▸ **Instructions for the task**: Transcribe the records that follow in their entirety, omitting any pictures.
* Start Exercise input *
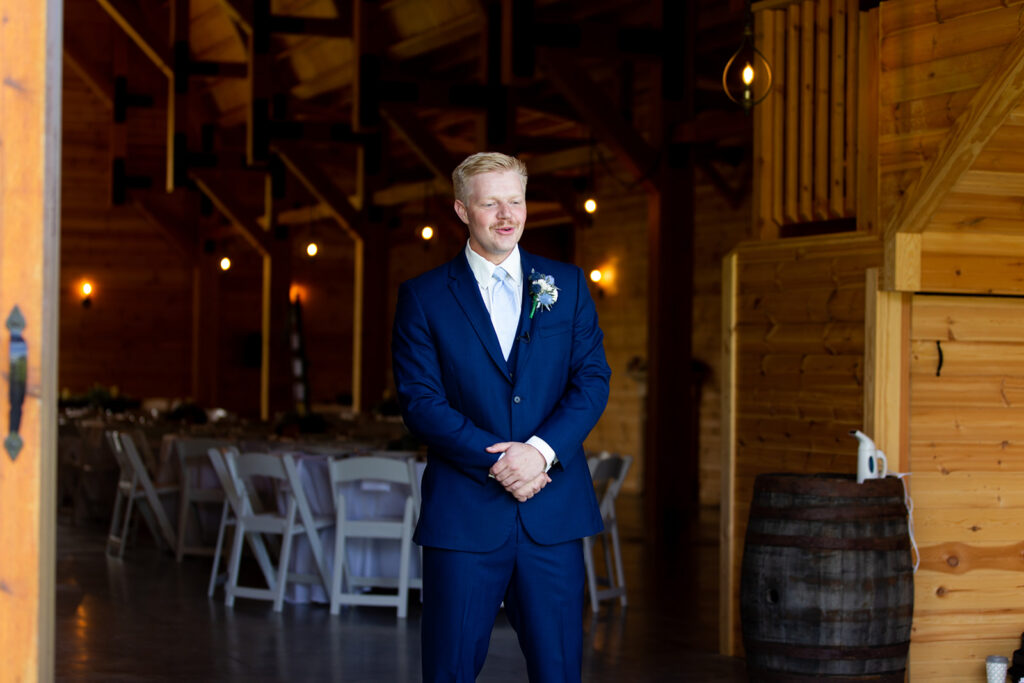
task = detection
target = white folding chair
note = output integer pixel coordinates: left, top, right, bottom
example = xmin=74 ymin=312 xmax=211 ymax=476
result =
xmin=206 ymin=446 xmax=274 ymax=598
xmin=330 ymin=452 xmax=423 ymax=618
xmin=104 ymin=431 xmax=178 ymax=558
xmin=583 ymin=453 xmax=633 ymax=612
xmin=220 ymin=451 xmax=334 ymax=611
xmin=174 ymin=437 xmax=230 ymax=562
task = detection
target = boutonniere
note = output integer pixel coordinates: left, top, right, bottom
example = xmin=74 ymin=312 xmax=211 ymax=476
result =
xmin=529 ymin=269 xmax=558 ymax=318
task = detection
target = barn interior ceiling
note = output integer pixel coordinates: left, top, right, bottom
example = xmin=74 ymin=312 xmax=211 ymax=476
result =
xmin=65 ymin=0 xmax=752 ymax=253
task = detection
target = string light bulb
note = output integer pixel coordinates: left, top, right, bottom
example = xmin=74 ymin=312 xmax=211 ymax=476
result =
xmin=722 ymin=9 xmax=772 ymax=114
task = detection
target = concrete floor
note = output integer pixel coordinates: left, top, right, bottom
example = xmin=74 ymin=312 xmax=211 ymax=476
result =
xmin=56 ymin=495 xmax=746 ymax=683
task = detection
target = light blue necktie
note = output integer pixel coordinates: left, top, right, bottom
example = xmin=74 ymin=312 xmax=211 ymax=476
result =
xmin=490 ymin=266 xmax=519 ymax=360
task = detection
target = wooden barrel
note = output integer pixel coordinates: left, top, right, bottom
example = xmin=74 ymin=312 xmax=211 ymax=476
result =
xmin=739 ymin=474 xmax=913 ymax=683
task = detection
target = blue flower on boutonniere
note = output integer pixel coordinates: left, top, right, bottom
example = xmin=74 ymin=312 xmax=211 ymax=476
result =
xmin=529 ymin=269 xmax=558 ymax=318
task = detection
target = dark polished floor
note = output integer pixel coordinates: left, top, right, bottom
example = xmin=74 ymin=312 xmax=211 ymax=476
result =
xmin=55 ymin=496 xmax=746 ymax=683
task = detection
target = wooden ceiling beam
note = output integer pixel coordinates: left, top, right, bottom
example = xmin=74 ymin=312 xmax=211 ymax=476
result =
xmin=219 ymin=0 xmax=352 ymax=38
xmin=381 ymin=104 xmax=458 ymax=180
xmin=886 ymin=27 xmax=1024 ymax=236
xmin=273 ymin=142 xmax=366 ymax=240
xmin=63 ymin=31 xmax=114 ymax=111
xmin=539 ymin=50 xmax=658 ymax=192
xmin=133 ymin=189 xmax=199 ymax=265
xmin=189 ymin=169 xmax=273 ymax=257
xmin=96 ymin=0 xmax=174 ymax=79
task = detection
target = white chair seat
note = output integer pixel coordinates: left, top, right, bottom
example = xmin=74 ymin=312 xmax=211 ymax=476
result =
xmin=104 ymin=430 xmax=178 ymax=558
xmin=330 ymin=452 xmax=423 ymax=618
xmin=174 ymin=437 xmax=230 ymax=562
xmin=209 ymin=449 xmax=334 ymax=611
xmin=583 ymin=453 xmax=633 ymax=612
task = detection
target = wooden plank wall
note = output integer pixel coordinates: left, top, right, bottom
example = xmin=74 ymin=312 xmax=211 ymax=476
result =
xmin=909 ymin=295 xmax=1024 ymax=683
xmin=58 ymin=63 xmax=191 ymax=397
xmin=878 ymin=0 xmax=1022 ymax=232
xmin=754 ymin=0 xmax=860 ymax=239
xmin=721 ymin=234 xmax=883 ymax=653
xmin=59 ymin=62 xmax=353 ymax=417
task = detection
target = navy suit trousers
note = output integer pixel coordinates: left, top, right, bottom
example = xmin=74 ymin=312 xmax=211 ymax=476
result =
* End Exercise input *
▸ **Result of the task**:
task = detection
target = white folding chair
note = output integer pixel coordinates: left, top, right, bottom
example = xmin=74 ymin=312 xmax=211 ymax=476
result =
xmin=206 ymin=446 xmax=274 ymax=598
xmin=330 ymin=452 xmax=423 ymax=618
xmin=104 ymin=431 xmax=178 ymax=558
xmin=583 ymin=453 xmax=633 ymax=612
xmin=220 ymin=451 xmax=334 ymax=611
xmin=174 ymin=437 xmax=230 ymax=562
task = detection
target = boutonniere
note = output integer pixel coordinates: left, top, right, bottom
example = xmin=74 ymin=312 xmax=211 ymax=476
result =
xmin=529 ymin=269 xmax=558 ymax=318
task = detection
target = barn interior ceiling
note = output integer pixel coordinates: left, top, right, bottom
example = xmin=74 ymin=312 xmax=211 ymax=476
result =
xmin=65 ymin=0 xmax=752 ymax=253
task = detection
target = string light bulb
note = output integer pixel coordinates: left, top, right, bottom
example = xmin=74 ymin=312 xmax=211 ymax=476
result =
xmin=722 ymin=9 xmax=772 ymax=114
task = detection
target = concrete floor
note = output integer pixel coordinates: left, top, right, bottom
example = xmin=74 ymin=312 xmax=211 ymax=476
result =
xmin=56 ymin=495 xmax=746 ymax=683
task = detection
target = light blue necktie
note = output integer pixel coordinates: left, top, right, bottom
example = xmin=74 ymin=312 xmax=211 ymax=476
result =
xmin=490 ymin=266 xmax=519 ymax=360
task = detection
target = wooden barrel
note = output integer pixel coordinates: left, top, right, bottom
example = xmin=74 ymin=312 xmax=211 ymax=476
result =
xmin=739 ymin=474 xmax=913 ymax=683
task = detection
target = blue flower on boutonniere
note = output integer pixel coordinates: left, top, right, bottom
example = xmin=74 ymin=312 xmax=211 ymax=476
result =
xmin=529 ymin=269 xmax=558 ymax=318
task = detection
target = dark polished floor
note = output integer pixel coordinates: left, top, right, bottom
example = xmin=74 ymin=312 xmax=211 ymax=476
result =
xmin=55 ymin=496 xmax=746 ymax=683
task = detection
target = wooden ceiling beam
note = output integer pixel coordinates: left, top, right, bottom
example = xmin=74 ymin=312 xmax=211 ymax=476
result =
xmin=219 ymin=0 xmax=352 ymax=38
xmin=381 ymin=104 xmax=458 ymax=180
xmin=886 ymin=27 xmax=1024 ymax=236
xmin=273 ymin=142 xmax=366 ymax=240
xmin=63 ymin=31 xmax=114 ymax=111
xmin=539 ymin=50 xmax=658 ymax=192
xmin=133 ymin=189 xmax=199 ymax=265
xmin=189 ymin=169 xmax=273 ymax=257
xmin=96 ymin=0 xmax=174 ymax=79
task = detection
target = white chair seat
note = output integer pixel coordinates: left, top, right, bottom
example = xmin=74 ymin=312 xmax=211 ymax=476
result =
xmin=104 ymin=430 xmax=178 ymax=558
xmin=330 ymin=452 xmax=423 ymax=618
xmin=174 ymin=437 xmax=230 ymax=562
xmin=209 ymin=449 xmax=334 ymax=611
xmin=583 ymin=453 xmax=633 ymax=612
task = detection
target = wooden plank wall
note = output integer pixel coordinates: left, top, right, bottom
example = xmin=74 ymin=312 xmax=211 ymax=476
result =
xmin=909 ymin=295 xmax=1024 ymax=683
xmin=58 ymin=63 xmax=191 ymax=397
xmin=878 ymin=0 xmax=1022 ymax=232
xmin=754 ymin=0 xmax=860 ymax=239
xmin=721 ymin=234 xmax=883 ymax=653
xmin=59 ymin=62 xmax=353 ymax=417
task = detection
target = navy suit trousers
note = output integer pixel coordinates: left, top, right, bottom
example = xmin=74 ymin=312 xmax=211 ymax=476
result =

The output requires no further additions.